Output only the lines below that start at the line containing "indicate: hat on man's head" and end at the line containing "indicate: woman with wide-brimmed hat", with both ends kept.

(Records from a dataset)
- Opening Delimiter -

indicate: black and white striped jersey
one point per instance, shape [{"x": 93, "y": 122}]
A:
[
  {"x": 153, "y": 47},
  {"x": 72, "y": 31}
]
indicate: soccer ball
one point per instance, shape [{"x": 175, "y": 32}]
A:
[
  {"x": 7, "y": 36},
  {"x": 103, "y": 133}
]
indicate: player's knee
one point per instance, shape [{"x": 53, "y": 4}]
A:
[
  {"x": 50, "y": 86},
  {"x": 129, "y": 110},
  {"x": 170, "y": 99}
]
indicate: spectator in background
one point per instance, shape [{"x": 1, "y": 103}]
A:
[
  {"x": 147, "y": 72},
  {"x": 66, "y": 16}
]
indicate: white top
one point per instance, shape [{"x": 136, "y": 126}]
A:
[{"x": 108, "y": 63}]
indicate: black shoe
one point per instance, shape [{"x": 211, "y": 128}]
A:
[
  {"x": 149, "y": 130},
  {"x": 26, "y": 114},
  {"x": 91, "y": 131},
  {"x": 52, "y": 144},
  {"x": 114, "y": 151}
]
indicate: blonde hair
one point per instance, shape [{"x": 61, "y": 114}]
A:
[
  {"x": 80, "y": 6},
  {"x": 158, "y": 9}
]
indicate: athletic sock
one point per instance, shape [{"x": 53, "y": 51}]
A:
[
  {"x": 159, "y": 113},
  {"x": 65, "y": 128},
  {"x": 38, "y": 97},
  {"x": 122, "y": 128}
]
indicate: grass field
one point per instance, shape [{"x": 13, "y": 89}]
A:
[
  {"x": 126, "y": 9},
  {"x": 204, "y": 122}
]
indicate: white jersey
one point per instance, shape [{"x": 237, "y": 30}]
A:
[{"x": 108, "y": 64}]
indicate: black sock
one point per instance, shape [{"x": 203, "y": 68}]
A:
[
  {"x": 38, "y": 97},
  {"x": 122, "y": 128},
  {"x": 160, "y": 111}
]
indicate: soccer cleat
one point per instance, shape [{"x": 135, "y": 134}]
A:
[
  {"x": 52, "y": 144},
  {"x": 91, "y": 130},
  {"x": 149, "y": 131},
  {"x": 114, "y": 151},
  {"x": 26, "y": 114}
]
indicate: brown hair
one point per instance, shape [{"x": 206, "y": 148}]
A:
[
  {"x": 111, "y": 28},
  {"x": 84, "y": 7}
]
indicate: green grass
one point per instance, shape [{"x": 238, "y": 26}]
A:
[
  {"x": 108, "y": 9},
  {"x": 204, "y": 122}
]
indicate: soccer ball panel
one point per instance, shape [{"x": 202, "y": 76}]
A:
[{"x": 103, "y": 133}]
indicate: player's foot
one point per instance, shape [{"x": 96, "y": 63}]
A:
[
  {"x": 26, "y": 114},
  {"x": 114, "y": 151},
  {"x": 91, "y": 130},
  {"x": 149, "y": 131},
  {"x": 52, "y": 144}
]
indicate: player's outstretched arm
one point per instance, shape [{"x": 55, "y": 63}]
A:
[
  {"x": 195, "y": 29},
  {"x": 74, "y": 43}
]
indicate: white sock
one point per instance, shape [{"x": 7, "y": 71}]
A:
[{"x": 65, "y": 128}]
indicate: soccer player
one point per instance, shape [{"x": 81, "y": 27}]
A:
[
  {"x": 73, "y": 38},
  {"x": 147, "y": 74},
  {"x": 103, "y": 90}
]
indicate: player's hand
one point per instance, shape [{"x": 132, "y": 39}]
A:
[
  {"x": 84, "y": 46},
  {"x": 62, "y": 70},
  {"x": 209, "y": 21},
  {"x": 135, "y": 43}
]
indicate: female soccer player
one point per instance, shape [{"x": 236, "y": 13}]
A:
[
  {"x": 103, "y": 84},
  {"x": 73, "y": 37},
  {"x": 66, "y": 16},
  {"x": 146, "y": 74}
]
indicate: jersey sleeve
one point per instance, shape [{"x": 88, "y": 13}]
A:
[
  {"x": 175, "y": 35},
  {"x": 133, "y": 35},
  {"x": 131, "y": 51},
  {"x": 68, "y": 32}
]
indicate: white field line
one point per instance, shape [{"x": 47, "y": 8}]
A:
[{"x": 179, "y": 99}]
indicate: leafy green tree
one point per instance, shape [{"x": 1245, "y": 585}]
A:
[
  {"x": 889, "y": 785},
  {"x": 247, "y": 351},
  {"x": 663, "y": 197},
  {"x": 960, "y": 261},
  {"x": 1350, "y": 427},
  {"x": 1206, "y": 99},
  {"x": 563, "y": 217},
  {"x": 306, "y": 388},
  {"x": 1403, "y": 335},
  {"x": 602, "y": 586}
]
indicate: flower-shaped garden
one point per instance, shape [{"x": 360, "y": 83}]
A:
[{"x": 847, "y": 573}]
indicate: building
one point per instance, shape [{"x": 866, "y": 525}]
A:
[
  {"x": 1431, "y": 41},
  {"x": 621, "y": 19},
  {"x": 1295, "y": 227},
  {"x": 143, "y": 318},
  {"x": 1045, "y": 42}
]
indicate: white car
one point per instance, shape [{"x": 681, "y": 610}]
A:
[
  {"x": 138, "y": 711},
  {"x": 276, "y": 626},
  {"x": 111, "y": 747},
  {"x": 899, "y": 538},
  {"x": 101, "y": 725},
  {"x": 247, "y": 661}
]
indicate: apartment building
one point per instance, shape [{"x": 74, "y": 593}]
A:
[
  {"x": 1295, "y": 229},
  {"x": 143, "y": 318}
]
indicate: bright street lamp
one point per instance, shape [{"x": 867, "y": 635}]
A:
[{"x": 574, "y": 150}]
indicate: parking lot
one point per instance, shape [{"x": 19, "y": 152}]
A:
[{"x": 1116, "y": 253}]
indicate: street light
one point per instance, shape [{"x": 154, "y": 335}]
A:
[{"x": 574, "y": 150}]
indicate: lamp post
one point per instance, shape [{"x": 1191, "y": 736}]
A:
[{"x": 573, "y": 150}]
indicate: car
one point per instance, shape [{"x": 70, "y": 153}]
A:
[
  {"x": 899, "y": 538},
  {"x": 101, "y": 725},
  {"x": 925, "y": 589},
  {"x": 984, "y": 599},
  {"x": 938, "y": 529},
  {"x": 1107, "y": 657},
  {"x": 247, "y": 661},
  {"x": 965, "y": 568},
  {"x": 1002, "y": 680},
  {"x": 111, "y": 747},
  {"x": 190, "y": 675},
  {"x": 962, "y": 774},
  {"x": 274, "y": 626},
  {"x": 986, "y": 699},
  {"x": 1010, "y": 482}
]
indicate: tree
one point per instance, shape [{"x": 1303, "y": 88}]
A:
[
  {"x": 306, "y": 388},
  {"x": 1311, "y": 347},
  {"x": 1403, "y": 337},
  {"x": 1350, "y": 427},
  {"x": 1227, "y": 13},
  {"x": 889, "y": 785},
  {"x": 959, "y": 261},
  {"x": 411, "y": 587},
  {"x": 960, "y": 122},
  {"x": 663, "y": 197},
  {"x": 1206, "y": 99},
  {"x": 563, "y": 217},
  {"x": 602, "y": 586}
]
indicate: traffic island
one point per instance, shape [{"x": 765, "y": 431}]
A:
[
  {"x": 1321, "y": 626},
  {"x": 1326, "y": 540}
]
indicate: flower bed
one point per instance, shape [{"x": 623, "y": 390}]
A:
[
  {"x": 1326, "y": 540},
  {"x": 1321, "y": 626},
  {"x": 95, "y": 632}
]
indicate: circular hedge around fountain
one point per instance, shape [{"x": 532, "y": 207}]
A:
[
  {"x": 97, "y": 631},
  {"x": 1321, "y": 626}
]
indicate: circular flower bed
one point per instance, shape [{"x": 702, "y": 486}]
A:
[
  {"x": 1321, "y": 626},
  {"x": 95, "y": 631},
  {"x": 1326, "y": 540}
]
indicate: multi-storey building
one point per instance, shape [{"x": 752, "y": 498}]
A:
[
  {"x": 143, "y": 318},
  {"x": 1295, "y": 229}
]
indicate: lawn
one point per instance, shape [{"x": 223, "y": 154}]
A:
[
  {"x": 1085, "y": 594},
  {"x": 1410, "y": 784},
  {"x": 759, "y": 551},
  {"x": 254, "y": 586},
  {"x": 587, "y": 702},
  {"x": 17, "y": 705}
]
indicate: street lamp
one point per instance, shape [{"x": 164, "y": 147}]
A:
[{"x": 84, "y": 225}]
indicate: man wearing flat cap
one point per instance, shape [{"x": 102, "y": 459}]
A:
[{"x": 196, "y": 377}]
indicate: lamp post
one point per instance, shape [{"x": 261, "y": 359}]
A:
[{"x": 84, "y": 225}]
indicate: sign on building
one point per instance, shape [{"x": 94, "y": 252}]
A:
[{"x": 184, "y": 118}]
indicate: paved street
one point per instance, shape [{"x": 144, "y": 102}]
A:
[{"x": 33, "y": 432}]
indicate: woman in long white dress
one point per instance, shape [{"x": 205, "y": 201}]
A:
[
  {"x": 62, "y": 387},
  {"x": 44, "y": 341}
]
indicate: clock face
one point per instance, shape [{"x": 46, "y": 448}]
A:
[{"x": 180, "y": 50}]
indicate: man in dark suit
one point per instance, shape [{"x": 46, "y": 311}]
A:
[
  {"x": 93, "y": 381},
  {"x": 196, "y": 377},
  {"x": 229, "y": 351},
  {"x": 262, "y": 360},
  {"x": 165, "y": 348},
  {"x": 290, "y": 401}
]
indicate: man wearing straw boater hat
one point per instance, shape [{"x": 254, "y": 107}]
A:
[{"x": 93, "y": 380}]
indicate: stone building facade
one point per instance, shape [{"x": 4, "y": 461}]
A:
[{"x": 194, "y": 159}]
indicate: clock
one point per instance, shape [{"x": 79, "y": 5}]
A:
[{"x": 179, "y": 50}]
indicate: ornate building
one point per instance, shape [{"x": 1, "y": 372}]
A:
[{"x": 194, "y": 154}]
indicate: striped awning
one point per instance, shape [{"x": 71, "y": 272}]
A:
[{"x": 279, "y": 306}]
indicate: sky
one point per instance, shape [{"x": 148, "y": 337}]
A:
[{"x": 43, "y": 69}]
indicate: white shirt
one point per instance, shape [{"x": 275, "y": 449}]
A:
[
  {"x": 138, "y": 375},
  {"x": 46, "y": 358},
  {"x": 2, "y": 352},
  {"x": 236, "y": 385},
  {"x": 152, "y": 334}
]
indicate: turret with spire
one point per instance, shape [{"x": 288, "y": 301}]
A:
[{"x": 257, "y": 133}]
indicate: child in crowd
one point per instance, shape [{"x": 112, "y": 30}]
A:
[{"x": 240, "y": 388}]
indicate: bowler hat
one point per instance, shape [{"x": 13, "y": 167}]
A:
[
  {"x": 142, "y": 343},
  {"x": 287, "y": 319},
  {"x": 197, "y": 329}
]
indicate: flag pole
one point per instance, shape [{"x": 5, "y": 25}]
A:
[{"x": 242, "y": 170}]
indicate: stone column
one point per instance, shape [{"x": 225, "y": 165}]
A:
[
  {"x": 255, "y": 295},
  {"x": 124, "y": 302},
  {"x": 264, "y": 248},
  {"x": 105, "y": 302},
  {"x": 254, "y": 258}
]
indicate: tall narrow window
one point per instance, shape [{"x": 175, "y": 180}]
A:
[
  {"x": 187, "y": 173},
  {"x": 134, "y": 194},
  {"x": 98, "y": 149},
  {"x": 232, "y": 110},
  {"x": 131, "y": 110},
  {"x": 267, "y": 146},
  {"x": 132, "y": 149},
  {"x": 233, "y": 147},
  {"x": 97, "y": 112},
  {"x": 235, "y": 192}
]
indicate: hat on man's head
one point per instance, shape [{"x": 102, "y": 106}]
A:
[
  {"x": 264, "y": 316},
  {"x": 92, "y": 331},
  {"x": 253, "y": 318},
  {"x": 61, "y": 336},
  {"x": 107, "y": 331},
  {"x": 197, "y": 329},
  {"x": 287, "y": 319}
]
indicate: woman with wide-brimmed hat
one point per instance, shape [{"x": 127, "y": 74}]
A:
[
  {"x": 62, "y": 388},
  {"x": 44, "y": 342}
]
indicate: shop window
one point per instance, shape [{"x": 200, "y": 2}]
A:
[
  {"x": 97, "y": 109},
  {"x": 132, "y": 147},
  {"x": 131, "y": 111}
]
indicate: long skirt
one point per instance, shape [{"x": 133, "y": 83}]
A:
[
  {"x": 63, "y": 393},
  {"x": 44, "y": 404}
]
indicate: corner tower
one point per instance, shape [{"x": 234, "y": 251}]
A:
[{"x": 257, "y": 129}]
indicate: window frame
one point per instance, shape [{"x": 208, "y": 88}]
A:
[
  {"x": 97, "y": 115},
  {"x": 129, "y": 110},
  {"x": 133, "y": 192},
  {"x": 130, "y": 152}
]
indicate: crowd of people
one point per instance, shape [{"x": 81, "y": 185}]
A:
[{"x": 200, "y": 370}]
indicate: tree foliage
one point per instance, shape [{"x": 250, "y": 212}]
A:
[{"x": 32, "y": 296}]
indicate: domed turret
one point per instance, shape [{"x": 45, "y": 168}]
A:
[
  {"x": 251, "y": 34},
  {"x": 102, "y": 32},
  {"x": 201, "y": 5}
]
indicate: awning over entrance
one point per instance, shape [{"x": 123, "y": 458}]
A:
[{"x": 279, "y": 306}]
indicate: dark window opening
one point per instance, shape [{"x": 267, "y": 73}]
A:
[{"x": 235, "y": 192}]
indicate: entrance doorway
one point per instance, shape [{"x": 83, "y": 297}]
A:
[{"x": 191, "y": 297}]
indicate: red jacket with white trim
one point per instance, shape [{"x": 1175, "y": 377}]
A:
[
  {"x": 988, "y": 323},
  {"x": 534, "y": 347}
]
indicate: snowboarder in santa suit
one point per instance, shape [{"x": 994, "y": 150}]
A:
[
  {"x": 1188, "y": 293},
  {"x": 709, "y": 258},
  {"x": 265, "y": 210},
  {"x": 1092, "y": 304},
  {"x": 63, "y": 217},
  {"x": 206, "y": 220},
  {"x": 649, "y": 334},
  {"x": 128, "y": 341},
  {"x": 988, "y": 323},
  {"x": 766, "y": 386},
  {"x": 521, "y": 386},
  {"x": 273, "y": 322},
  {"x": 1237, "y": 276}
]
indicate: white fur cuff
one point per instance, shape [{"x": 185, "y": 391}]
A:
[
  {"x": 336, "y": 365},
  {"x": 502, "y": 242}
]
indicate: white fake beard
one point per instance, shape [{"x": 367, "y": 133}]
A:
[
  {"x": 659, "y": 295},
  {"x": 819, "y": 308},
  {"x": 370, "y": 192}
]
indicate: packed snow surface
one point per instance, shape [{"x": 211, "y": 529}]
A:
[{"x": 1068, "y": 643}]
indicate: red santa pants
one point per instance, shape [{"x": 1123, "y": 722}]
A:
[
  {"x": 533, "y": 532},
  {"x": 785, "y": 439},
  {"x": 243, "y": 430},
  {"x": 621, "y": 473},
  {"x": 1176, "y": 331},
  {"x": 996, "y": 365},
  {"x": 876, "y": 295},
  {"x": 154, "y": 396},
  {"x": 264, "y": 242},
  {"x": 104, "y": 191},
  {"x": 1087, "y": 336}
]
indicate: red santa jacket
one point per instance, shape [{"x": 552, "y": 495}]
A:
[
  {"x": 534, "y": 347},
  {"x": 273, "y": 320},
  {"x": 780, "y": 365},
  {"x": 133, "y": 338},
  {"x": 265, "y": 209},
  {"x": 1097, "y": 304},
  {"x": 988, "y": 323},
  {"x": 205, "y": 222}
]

- Closing Delimiter -

Answer to the exercise =>
indicate: hat on man's head
one point per instance, shape [{"x": 102, "y": 106}]
A:
[
  {"x": 264, "y": 316},
  {"x": 92, "y": 331},
  {"x": 253, "y": 318},
  {"x": 61, "y": 336},
  {"x": 107, "y": 331},
  {"x": 197, "y": 329},
  {"x": 287, "y": 319}
]
indicate: woman with wide-brimmed hat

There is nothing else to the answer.